Task to complete –
Return every line from the listing where the word "below" occurs.

Material provided –
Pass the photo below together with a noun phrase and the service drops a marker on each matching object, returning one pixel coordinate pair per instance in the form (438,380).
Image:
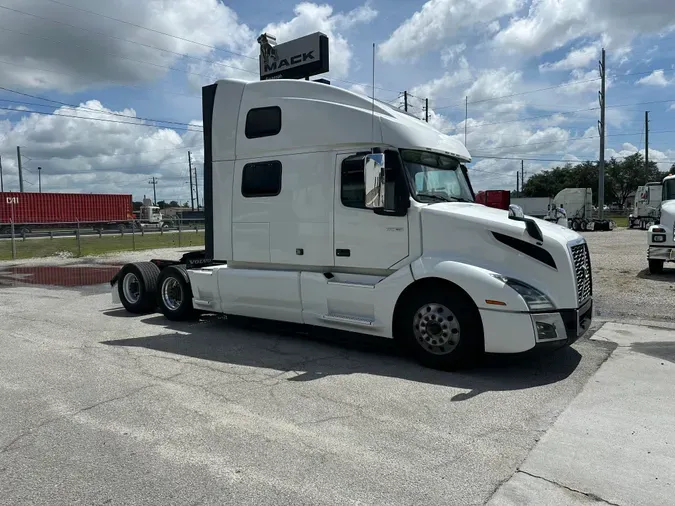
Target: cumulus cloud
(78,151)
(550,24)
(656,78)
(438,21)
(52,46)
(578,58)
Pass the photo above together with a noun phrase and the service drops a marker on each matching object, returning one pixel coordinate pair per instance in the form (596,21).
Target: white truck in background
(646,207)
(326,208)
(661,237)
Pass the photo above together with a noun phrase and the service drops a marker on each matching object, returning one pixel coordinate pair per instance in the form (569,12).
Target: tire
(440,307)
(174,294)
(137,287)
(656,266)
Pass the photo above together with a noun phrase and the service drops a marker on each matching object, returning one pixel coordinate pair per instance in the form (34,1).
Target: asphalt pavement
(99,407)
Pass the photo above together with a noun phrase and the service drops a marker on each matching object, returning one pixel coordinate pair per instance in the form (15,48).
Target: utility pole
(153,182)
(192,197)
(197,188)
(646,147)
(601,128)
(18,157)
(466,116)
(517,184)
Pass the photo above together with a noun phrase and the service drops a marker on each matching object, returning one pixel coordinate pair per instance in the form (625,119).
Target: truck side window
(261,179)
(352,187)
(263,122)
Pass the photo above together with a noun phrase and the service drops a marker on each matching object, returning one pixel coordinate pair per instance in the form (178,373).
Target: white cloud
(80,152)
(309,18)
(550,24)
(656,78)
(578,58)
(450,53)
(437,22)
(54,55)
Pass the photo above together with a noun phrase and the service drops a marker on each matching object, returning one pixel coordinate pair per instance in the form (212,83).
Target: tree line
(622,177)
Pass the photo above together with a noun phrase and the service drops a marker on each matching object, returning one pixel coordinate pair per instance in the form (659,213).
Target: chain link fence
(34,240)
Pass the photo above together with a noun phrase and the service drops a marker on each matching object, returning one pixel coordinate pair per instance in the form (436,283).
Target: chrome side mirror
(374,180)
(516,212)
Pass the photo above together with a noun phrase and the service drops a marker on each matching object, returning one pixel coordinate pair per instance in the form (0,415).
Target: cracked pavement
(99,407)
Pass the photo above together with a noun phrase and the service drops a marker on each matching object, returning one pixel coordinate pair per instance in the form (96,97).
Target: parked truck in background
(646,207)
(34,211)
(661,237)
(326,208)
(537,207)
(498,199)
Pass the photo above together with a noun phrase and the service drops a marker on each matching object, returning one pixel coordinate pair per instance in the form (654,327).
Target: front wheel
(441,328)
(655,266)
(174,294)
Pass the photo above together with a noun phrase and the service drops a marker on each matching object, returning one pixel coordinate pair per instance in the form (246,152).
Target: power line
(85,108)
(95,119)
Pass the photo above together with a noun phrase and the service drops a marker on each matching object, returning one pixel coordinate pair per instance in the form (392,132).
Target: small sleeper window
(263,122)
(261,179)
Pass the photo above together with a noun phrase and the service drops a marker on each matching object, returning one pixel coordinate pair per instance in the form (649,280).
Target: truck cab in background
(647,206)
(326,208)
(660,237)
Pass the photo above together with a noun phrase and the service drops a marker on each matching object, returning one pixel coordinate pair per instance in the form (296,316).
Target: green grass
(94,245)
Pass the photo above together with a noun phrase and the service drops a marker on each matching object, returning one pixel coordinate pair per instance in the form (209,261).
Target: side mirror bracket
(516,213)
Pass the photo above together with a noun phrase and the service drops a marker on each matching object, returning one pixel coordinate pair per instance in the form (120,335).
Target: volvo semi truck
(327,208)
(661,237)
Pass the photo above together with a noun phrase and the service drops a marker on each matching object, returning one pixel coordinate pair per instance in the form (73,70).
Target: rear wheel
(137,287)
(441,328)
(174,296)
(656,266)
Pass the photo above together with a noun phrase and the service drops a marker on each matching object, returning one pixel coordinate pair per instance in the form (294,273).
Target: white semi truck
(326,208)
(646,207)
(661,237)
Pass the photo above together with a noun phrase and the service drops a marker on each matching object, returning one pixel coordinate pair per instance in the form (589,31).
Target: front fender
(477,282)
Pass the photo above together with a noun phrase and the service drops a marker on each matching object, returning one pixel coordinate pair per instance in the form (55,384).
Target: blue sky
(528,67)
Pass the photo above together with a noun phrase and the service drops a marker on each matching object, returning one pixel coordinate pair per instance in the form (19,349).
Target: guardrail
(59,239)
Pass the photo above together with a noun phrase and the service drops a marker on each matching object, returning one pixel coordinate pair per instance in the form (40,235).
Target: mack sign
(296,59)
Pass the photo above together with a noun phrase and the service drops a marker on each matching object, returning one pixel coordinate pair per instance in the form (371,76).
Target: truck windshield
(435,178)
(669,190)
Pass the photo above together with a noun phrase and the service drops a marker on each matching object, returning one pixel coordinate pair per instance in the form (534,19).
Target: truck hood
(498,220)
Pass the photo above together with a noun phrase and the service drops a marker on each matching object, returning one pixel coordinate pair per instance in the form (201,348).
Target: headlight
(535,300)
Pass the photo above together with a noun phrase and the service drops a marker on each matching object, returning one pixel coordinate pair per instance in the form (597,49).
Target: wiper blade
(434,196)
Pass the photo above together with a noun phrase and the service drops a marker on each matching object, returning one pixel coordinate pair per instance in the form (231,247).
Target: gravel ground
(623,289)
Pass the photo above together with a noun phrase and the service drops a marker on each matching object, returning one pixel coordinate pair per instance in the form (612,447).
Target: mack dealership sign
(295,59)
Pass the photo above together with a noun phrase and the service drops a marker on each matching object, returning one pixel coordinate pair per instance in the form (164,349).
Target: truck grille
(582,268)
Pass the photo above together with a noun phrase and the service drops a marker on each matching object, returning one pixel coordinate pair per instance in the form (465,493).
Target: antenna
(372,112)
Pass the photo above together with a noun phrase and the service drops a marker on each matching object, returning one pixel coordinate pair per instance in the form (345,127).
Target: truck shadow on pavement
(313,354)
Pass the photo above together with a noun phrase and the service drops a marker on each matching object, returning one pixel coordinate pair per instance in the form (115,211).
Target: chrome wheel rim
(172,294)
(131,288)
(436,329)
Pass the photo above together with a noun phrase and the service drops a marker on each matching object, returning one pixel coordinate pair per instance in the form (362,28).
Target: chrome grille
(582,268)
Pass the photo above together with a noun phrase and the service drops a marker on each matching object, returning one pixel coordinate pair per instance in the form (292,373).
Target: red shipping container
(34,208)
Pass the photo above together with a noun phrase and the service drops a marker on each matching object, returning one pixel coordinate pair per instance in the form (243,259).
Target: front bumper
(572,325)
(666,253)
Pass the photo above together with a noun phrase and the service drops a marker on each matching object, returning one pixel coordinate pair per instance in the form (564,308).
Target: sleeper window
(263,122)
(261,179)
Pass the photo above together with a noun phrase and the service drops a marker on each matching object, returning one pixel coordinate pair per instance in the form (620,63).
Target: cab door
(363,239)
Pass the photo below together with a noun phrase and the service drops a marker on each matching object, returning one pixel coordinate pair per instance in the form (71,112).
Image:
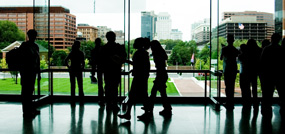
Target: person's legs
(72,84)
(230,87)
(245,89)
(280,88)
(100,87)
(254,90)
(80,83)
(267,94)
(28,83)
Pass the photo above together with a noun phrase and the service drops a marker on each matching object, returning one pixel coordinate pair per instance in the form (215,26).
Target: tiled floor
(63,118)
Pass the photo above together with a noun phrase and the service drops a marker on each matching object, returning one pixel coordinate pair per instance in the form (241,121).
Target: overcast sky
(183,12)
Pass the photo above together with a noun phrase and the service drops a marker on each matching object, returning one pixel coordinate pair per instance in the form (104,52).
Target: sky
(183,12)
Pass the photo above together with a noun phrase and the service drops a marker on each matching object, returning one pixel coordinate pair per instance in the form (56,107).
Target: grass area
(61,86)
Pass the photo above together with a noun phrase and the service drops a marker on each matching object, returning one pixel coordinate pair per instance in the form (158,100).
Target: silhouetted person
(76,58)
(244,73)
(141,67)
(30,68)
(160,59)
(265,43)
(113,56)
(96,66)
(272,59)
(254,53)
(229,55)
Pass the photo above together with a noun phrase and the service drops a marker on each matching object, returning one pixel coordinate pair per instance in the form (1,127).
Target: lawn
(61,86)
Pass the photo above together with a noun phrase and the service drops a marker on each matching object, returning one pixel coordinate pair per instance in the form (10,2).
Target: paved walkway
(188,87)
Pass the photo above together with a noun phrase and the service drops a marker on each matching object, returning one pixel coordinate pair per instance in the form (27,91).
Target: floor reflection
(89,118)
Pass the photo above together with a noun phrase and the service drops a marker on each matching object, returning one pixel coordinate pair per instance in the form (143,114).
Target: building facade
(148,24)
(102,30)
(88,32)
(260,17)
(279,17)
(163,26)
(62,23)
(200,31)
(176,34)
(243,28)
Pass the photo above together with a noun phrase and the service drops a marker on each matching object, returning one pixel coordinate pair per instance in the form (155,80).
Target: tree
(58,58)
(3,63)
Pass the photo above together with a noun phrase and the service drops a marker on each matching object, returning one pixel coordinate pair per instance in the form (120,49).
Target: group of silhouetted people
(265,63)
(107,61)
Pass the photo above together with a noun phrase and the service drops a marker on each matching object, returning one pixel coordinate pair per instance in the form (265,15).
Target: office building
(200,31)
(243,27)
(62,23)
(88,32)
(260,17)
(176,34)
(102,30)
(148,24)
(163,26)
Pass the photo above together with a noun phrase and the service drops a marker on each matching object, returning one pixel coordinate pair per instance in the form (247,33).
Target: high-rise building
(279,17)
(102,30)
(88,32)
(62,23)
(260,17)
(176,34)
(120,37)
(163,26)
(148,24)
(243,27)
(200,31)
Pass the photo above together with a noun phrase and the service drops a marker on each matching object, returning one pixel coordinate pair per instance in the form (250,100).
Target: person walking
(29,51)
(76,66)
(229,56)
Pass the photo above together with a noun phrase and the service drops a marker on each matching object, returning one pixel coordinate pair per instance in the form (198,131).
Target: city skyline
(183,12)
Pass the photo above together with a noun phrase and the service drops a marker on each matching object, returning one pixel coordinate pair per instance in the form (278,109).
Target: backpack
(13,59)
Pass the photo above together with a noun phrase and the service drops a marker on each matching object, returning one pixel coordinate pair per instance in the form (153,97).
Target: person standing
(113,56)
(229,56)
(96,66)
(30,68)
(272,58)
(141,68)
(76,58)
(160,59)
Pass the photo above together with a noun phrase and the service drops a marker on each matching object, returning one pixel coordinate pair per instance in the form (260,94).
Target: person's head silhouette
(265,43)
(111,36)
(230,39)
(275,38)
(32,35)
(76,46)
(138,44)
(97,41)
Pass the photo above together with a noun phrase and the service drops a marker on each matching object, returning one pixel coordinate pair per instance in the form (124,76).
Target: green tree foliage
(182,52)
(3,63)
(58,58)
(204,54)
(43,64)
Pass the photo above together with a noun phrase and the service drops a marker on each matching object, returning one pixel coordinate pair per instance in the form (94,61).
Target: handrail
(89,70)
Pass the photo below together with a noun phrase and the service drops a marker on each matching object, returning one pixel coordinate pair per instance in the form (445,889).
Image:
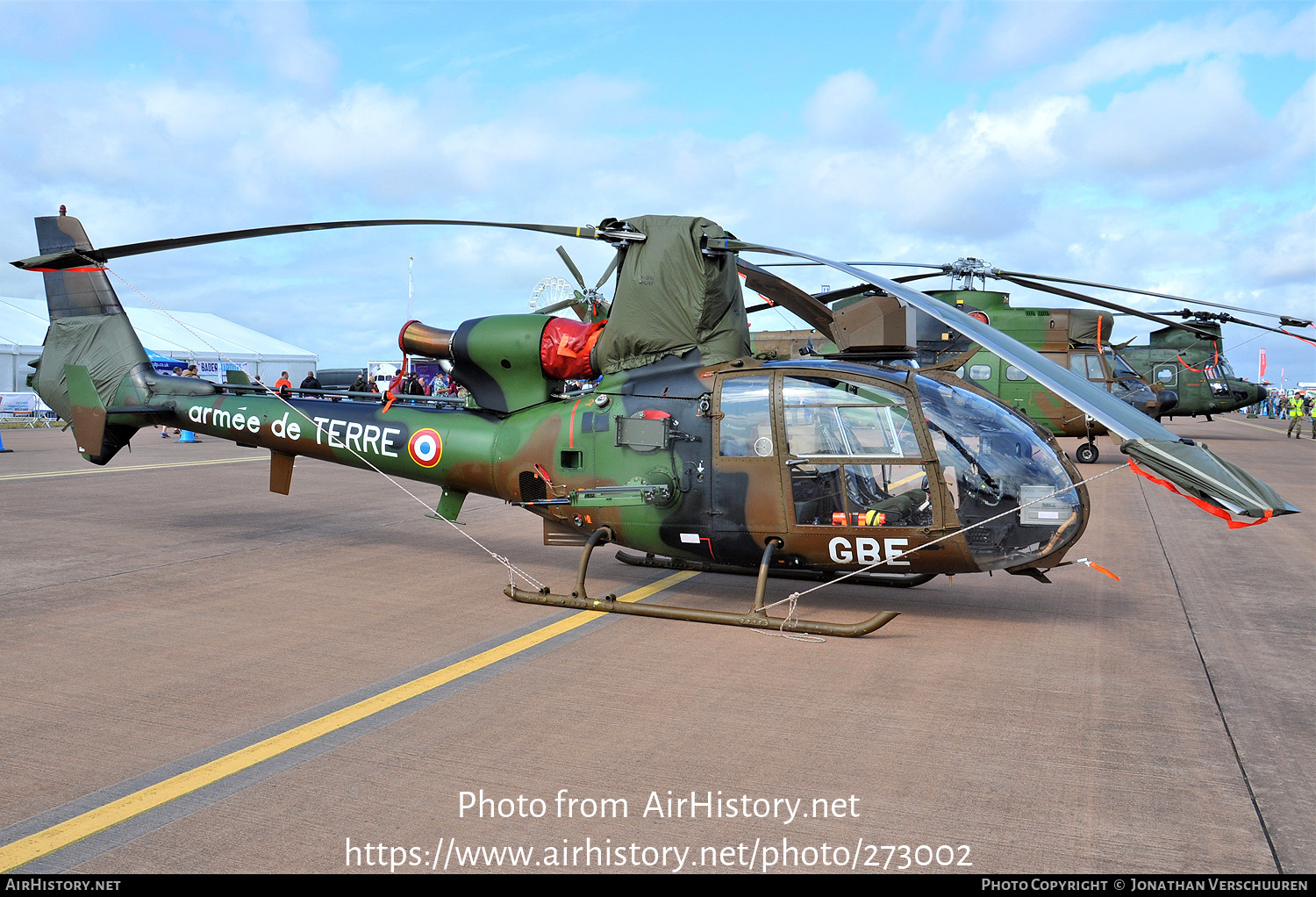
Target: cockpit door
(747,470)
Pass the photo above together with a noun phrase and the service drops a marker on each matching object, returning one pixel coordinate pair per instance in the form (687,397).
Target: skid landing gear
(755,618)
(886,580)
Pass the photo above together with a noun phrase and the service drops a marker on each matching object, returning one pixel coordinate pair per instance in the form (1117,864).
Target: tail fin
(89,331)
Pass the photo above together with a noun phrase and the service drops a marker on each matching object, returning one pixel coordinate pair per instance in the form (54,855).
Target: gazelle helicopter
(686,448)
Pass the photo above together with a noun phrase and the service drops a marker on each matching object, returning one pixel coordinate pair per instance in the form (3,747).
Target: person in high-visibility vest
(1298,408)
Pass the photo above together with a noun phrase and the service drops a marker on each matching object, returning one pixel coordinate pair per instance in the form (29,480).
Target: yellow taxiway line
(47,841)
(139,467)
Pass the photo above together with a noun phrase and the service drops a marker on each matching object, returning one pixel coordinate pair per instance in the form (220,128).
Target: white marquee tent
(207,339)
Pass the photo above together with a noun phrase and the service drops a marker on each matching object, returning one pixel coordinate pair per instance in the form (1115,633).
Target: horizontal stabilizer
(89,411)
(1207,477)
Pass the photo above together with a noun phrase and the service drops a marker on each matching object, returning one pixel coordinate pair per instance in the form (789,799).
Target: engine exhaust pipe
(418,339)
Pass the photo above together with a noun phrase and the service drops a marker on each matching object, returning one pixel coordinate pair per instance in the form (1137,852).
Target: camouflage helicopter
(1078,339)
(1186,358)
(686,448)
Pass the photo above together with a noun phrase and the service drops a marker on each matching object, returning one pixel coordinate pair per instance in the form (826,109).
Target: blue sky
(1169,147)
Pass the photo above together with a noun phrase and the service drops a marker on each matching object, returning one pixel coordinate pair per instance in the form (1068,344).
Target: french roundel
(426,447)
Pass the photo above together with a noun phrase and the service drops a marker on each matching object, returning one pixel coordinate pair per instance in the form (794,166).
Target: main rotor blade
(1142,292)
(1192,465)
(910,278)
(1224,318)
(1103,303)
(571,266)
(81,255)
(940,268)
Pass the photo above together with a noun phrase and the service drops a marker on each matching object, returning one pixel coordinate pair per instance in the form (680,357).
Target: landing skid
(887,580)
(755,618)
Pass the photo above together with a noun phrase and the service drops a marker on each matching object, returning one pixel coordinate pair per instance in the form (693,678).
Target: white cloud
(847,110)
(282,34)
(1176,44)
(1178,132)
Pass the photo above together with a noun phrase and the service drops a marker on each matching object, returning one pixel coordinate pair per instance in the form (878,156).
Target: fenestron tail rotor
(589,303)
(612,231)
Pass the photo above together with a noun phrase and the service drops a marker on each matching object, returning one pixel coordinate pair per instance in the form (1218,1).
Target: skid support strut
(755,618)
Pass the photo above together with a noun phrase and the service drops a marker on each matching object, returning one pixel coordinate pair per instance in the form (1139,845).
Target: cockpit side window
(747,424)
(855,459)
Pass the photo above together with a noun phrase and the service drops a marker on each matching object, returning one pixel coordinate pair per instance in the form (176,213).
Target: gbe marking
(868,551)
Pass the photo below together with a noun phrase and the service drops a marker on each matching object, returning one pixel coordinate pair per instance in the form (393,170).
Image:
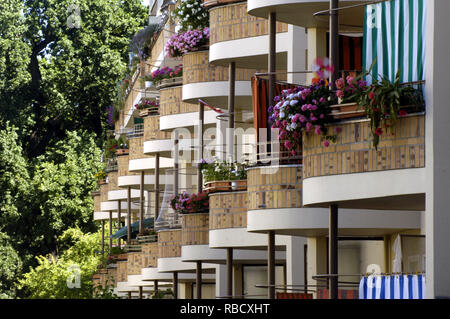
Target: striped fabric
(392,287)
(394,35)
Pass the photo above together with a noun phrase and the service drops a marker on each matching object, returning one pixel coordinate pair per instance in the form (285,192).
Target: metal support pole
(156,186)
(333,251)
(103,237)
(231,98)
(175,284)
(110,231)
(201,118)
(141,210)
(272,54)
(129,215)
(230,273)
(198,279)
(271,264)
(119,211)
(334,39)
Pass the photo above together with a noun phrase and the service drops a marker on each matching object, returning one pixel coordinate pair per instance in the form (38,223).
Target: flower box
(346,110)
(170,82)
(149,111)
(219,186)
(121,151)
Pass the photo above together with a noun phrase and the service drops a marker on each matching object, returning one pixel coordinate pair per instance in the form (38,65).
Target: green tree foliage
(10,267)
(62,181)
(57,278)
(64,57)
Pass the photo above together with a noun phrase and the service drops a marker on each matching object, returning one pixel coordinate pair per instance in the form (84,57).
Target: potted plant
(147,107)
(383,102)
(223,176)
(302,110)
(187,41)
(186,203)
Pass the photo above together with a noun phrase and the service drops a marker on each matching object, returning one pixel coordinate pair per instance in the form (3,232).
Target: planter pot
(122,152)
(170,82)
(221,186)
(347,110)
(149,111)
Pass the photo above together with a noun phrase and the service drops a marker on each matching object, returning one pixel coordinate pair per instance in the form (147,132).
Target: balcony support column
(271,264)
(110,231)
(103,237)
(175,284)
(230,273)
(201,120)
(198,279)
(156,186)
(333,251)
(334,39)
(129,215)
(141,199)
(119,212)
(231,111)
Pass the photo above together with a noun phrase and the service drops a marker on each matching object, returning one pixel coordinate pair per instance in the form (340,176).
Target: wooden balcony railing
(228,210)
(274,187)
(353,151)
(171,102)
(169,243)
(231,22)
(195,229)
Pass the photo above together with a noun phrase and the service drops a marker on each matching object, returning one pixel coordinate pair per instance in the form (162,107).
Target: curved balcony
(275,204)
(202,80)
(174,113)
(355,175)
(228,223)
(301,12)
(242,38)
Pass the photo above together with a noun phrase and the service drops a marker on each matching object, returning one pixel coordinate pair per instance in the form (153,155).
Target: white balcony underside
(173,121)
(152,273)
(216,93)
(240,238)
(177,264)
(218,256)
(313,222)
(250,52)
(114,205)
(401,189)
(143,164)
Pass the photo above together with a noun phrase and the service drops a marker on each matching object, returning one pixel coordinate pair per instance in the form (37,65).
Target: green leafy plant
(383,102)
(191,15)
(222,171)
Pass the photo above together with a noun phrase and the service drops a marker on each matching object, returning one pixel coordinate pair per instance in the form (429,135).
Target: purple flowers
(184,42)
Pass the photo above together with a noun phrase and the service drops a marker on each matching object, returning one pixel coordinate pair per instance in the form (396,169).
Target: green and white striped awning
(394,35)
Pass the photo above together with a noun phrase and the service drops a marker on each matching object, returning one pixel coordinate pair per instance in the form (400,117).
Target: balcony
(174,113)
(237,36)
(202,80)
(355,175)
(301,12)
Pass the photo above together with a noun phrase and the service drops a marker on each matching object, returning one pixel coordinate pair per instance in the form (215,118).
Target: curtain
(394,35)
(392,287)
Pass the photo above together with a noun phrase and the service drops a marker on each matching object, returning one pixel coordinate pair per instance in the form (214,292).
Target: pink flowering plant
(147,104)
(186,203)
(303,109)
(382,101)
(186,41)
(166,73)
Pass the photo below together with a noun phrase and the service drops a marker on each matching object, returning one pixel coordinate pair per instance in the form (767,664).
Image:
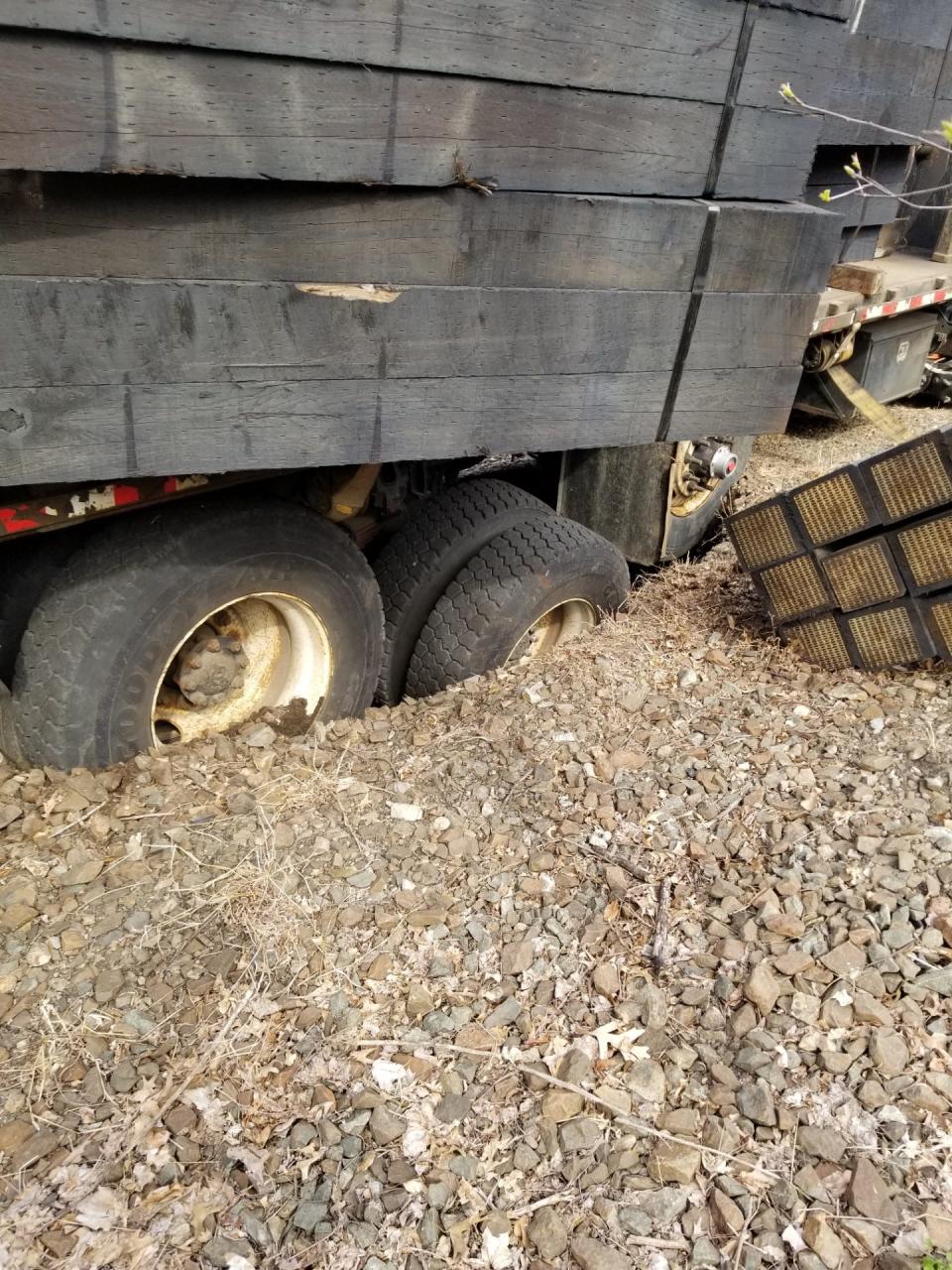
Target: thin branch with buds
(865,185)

Solution to this task –
Pass the photo below together with a noun phrase and the service drops a marker on each matching object, returning one pixel coordinate pair per instance in the form (438,380).
Pass the photo below together with a noun phrase and the service drops a marker on each matching object, returning one pixel coordinate pair per instance in the form (71,112).
Pass the photo below together with a noun phrase and the service drops a marker on each matching object, returning one pixel coordinate pair per instance in the form (445,889).
Pass the photo below together with a noun phrase and the service drops a marker on each matching object, returning one pixel coordinate pair per instance in the form (393,170).
Pass the photo below together with a noun phrase and the service drops a marker on each matching object, returning one pixel coordinate pair per instance in the form (767,664).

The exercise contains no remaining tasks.